- **What the task requires**: From the material below, pull out and copy in full every line that contains the string "clicks". Matching is case-sensitive.
───── Material shown
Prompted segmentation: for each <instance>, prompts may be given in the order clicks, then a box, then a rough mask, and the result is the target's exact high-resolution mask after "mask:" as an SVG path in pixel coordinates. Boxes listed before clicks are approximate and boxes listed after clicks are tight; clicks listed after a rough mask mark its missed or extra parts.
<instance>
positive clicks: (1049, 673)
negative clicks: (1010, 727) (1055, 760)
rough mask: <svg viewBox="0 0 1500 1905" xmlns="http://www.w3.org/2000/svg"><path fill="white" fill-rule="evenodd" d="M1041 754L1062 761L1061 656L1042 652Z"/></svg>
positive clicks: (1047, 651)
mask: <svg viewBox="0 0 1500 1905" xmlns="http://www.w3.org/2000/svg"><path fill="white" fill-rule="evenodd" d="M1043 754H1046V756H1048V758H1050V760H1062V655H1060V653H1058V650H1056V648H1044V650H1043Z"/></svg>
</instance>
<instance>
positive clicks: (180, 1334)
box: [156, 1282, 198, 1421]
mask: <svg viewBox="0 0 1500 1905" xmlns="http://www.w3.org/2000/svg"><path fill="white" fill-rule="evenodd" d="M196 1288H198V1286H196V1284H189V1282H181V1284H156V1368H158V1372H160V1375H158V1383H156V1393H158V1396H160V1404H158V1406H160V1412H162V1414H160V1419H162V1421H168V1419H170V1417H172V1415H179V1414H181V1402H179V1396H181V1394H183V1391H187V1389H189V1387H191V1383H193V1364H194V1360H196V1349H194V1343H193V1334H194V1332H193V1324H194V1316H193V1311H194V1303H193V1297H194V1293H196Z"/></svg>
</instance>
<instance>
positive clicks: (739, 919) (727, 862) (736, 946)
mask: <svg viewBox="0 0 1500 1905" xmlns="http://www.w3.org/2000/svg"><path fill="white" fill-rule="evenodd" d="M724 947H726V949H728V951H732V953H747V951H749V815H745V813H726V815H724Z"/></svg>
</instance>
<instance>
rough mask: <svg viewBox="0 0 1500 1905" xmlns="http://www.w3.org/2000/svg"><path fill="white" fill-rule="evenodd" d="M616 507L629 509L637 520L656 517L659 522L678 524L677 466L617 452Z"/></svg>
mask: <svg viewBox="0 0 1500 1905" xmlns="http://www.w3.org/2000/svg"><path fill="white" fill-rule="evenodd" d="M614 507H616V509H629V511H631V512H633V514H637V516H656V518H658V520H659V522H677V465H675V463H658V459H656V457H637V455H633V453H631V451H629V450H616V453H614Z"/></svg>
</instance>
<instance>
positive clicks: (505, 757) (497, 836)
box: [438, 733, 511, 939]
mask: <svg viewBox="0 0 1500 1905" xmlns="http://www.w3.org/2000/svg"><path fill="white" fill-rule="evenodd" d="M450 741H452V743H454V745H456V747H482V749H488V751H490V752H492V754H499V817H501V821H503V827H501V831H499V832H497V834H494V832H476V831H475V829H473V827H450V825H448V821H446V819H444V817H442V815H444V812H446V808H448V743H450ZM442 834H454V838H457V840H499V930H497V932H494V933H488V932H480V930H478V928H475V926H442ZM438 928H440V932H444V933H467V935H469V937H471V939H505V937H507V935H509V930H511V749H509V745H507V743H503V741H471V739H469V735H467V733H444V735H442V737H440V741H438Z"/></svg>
──────────
- **Output**:
Prompted segmentation: for each <instance>, prompts may be given in the order clicks, then a box, then a rough mask, and the result is the target's exact high-resolution mask after "mask:" as an SVG path in pixel coordinates. Boxes listed before clicks are approximate and boxes listed after clicks are tight; clicks listed after a rough mask mark its missed or extra parts.
positive clicks: (1049, 673)
negative clicks: (1010, 727) (1055, 760)
positive clicks: (1047, 651)
positive clicks: (180, 1334)
positive clicks: (739, 919) (727, 862) (736, 946)
positive clicks: (505, 757) (497, 836)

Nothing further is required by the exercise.